▸ **EXERCISE**: Return, without any change, the lines that begin with the one containing "Indicate the dark" and continue through the final line below.

▸ **DATA SECTION**:
[Begin]

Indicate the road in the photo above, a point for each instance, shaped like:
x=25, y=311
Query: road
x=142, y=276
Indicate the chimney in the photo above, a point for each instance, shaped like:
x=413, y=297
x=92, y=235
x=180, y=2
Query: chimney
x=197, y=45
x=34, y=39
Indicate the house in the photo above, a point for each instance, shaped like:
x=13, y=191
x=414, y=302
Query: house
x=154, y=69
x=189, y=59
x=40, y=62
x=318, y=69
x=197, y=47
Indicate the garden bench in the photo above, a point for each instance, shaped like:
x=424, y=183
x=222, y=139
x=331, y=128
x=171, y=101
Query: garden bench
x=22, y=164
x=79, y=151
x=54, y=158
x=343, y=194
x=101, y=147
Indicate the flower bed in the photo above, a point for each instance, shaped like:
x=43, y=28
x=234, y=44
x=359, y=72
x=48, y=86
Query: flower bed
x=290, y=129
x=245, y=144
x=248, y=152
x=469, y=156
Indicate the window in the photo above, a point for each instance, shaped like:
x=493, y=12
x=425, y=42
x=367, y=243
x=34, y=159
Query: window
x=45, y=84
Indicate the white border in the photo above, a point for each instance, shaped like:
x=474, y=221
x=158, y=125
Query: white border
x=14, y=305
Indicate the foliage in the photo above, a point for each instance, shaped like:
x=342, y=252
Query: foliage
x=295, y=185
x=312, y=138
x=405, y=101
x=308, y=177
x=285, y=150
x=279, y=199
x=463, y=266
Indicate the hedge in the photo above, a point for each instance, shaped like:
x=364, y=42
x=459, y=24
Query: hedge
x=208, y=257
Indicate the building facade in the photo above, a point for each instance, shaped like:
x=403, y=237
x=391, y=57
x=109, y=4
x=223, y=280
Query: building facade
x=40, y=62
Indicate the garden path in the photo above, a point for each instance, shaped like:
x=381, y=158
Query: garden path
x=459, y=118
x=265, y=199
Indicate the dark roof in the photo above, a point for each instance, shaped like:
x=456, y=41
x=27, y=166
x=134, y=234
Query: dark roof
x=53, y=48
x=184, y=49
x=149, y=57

[End]

▸ **TASK OUTPUT**:
Indicate the dark roof in the photo above, a point for each instance, shaped like:
x=456, y=41
x=27, y=166
x=134, y=234
Query: dark roof
x=53, y=48
x=184, y=49
x=149, y=57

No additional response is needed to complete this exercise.